● **Your assignment**:
In the post on choosing homeschool curriculum below, write out word for word the part that opens with the words containing "1. Start Small: Look, one" and closes with "kind of routine.".

Crew Blog Hop: Tips for Choosing Curriculum

 

It’s our first Crew Blog Hop of the year and our topic is “5 Days of Tips for Homeschool Parents”. For my first day, I decided to tackle a subject that was of the utmost importance to me when I started homeschooling: choosing curriculum. Even before I officially started homeschooling, I spent countless hours (I’m afraid to even say how many) researching curriculum. It became one of my biggest obsessions. There are SO many options out there that it can be almost overwhelming and making decisions about what to use can seem almost paralyzing. Now that I’ve been doing this for a while, I’ve learned a few things. I am by NO means an expert, but this is some of the advice I would give to myself as a new homeschool mom back then!

 

1. Start Small: Look, one of the biggest mistakes I made as a new homeschool mom was that I wanted to do EVERY single cool thing I saw. And one lesson I learned was that you can take on too much. If I could go back, I would probably start with one main big curriculum (say a literature based history or something) and then go basic for everything else, until I got into some kind of routine.

2. Combine as much as possible: When my boys were younger (before high school) I combined them for science and history, using products from Apologia, Sonlight, Tapestry of Grace and Winter Promise. I cannot tell you how much easier that made my life. I could work individually with them for specific subjects like math, reading and spelling since they were three grades apart, but we could study some things together, which resulted in less planning and more family learning!

3. Spend Time Researching: Read reviews. For Real. The TOS Homeschool Crew offers a ton of reviews on countless numbers of curriculum, but you can pretty much search for any curriculum by name and turn up reviews on it! Pay attention to how the writer says they used the curriculum. What worked and what didn’t? Try to find users who have kids in the general same age as your kids, because that can give you a better idea of how it might work for you.

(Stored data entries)
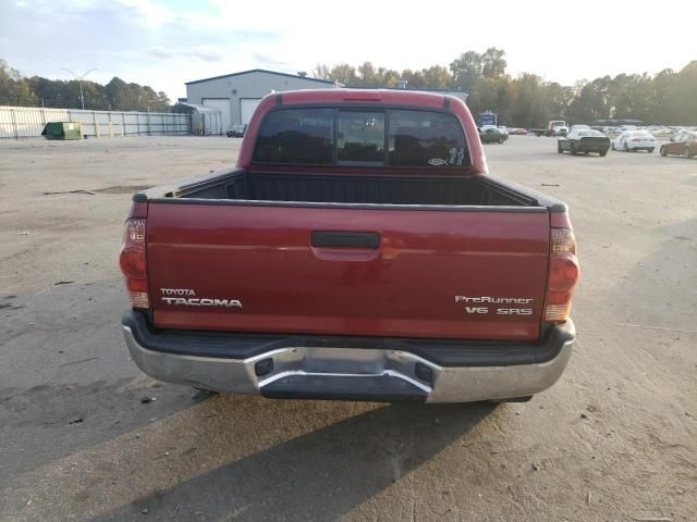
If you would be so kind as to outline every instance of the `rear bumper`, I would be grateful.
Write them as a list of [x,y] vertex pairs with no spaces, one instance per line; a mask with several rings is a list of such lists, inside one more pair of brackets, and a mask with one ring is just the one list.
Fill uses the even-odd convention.
[[555,326],[542,345],[167,335],[151,332],[135,312],[124,315],[123,332],[138,368],[160,381],[270,398],[375,401],[470,402],[534,395],[559,380],[575,341],[571,320]]

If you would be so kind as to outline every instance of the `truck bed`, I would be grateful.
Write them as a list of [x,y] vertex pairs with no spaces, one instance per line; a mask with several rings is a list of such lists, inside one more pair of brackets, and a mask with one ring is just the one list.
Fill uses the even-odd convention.
[[249,202],[543,207],[552,211],[562,204],[525,187],[482,175],[310,174],[242,169],[163,190],[152,189],[147,195],[148,199],[154,196]]

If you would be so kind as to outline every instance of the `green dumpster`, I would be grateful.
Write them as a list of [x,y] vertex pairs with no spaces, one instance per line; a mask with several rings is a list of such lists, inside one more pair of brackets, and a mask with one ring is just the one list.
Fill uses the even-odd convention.
[[41,136],[46,139],[82,139],[83,128],[77,122],[48,122]]

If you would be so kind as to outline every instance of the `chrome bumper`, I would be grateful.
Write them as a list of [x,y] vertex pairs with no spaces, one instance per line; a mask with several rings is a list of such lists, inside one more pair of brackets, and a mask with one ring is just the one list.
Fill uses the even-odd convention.
[[[573,334],[573,324],[570,323]],[[571,357],[575,336],[549,361],[490,366],[442,366],[402,350],[284,347],[248,359],[150,350],[129,325],[126,345],[154,378],[196,388],[273,398],[472,402],[534,395],[552,386]],[[269,362],[272,361],[272,362]]]

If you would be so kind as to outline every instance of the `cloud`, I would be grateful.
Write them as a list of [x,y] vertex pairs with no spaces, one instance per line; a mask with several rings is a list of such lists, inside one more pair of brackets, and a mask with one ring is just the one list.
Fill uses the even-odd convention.
[[186,49],[186,50],[168,50],[161,47],[151,47],[144,51],[145,55],[150,55],[159,60],[198,60],[201,62],[215,63],[222,61],[223,57],[217,51],[210,49]]
[[[694,59],[689,46],[620,58],[608,38],[587,36],[603,21],[626,20],[623,2],[587,0],[587,8],[571,18],[552,0],[536,2],[534,12],[529,2],[518,0],[499,5],[506,15],[492,28],[486,2],[461,0],[429,3],[429,16],[375,0],[333,8],[326,0],[8,0],[0,15],[0,58],[26,75],[57,78],[66,77],[62,67],[97,67],[90,79],[107,83],[120,76],[172,99],[184,95],[184,82],[248,69],[293,73],[317,63],[366,60],[398,70],[447,66],[464,51],[491,46],[506,51],[512,73],[528,71],[562,84],[620,72],[680,70]],[[695,18],[697,2],[686,2],[680,17],[636,13],[626,25],[633,34],[650,35],[650,46],[692,34]],[[541,45],[550,28],[553,44]],[[576,49],[575,39],[583,41],[583,52],[572,61],[567,52]]]
[[259,64],[261,69],[268,67],[288,67],[289,63],[284,60],[278,60],[269,54],[262,52],[255,52],[252,54],[255,62]]

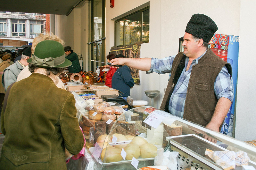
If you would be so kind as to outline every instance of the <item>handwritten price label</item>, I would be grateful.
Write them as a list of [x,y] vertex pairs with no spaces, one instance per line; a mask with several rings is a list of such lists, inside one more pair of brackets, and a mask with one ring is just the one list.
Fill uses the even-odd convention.
[[155,110],[152,112],[143,122],[156,129],[165,118],[165,116],[162,114],[160,114],[160,112],[162,111]]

● **Task solution**:
1. Start Small: Look, one of the biggest mistakes I made as a new homeschool mom was that I wanted to do EVERY single cool thing I saw. And one lesson I learned was that you can take on too much. If I could go back, I would probably start with one main big curriculum (say a literature based history or something) and then go basic for everything else, until I got into some kind of routine.